Data excerpts |
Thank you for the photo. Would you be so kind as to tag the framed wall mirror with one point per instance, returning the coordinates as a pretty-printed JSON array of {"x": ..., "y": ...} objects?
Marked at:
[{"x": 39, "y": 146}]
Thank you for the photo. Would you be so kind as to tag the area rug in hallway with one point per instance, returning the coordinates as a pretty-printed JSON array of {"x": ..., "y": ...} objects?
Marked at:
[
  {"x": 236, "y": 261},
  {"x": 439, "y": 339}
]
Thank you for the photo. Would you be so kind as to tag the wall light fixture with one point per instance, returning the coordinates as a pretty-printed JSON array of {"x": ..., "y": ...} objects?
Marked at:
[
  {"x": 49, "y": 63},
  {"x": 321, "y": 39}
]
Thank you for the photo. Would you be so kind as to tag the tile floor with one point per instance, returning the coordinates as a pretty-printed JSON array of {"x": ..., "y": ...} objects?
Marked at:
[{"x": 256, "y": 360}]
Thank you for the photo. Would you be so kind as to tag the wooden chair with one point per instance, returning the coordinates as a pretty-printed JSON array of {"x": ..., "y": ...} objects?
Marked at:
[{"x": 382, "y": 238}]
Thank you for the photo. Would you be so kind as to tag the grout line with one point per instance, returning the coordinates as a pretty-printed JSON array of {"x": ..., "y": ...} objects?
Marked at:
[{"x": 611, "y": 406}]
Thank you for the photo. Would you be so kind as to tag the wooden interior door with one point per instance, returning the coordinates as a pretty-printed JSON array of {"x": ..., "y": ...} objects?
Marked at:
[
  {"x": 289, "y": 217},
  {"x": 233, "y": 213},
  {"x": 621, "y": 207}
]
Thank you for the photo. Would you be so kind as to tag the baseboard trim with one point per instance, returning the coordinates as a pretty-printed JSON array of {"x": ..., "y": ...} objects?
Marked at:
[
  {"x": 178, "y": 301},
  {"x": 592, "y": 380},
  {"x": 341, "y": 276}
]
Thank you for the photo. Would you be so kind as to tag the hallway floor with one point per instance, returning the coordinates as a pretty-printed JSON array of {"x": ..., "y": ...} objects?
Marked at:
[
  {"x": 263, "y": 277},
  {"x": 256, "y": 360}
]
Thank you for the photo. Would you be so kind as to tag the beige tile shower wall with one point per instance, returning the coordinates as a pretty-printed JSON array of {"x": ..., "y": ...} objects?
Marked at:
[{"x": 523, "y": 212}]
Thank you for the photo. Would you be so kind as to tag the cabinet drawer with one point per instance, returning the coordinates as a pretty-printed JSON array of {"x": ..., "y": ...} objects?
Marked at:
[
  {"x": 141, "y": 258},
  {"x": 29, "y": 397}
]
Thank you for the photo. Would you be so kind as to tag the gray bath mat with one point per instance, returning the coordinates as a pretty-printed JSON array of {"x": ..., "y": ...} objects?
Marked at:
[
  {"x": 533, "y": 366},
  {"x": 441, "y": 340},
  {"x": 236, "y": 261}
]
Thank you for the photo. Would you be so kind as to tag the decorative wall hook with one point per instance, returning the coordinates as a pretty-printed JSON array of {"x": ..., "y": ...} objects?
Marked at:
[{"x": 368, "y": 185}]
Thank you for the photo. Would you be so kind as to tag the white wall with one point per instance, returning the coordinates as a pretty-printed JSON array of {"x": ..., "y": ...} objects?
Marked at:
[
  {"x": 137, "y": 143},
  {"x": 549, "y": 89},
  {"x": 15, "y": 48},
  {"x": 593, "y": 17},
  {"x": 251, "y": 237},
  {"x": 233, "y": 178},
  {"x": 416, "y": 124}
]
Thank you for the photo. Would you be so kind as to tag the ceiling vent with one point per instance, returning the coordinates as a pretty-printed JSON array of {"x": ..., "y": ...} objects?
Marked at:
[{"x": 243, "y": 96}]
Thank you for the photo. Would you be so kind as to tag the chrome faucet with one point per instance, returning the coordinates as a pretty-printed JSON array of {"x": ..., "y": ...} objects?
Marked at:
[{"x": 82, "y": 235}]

--

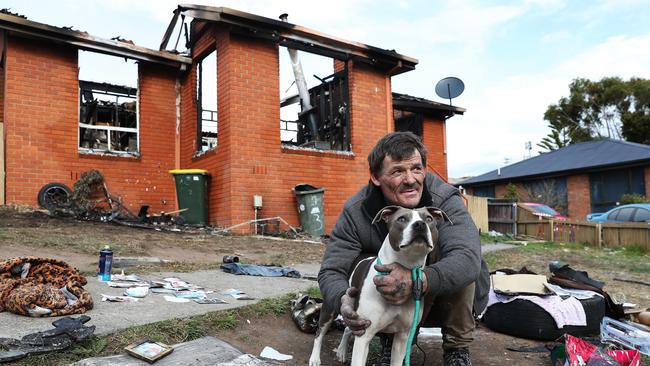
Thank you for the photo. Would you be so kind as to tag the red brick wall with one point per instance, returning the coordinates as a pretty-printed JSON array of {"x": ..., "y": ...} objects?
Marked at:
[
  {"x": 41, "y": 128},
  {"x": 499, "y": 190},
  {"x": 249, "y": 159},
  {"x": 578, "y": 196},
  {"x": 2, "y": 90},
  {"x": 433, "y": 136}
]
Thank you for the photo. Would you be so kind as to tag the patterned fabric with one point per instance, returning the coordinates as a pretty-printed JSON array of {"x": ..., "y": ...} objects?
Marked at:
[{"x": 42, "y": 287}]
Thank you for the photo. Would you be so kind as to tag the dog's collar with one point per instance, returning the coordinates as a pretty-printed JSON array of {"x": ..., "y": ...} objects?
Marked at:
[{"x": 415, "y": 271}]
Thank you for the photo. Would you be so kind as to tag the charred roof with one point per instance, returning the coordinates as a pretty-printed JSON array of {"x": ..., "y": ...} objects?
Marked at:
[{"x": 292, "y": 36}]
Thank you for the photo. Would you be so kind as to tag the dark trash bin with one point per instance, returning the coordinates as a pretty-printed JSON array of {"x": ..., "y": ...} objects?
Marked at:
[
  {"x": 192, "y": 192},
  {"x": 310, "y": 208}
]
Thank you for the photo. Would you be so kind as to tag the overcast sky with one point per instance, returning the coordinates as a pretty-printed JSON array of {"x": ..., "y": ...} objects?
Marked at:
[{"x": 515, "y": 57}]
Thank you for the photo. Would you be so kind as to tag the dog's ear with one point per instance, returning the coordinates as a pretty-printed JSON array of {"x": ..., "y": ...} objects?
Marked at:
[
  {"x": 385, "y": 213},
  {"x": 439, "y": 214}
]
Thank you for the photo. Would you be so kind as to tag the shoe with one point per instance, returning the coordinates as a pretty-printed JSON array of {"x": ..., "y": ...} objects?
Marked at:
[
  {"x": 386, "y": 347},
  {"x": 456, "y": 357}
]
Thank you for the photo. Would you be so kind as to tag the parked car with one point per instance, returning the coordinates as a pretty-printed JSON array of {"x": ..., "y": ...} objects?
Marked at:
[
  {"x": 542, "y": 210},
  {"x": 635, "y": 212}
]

Your goal |
Find all the lines with "floor" in the data and copy them.

Exercise response |
Thank you for the photo. Would you be so kind as to tag the tile floor with one point per instance, returning the coordinates as a pretty-printed JSON array of {"x": ..., "y": ...} objects?
Thank you for the photo. Would you be so kind as to tag the hallway floor with one point per instance, returning the coordinates as a pretty-printed JSON array of {"x": ..., "y": ...} objects?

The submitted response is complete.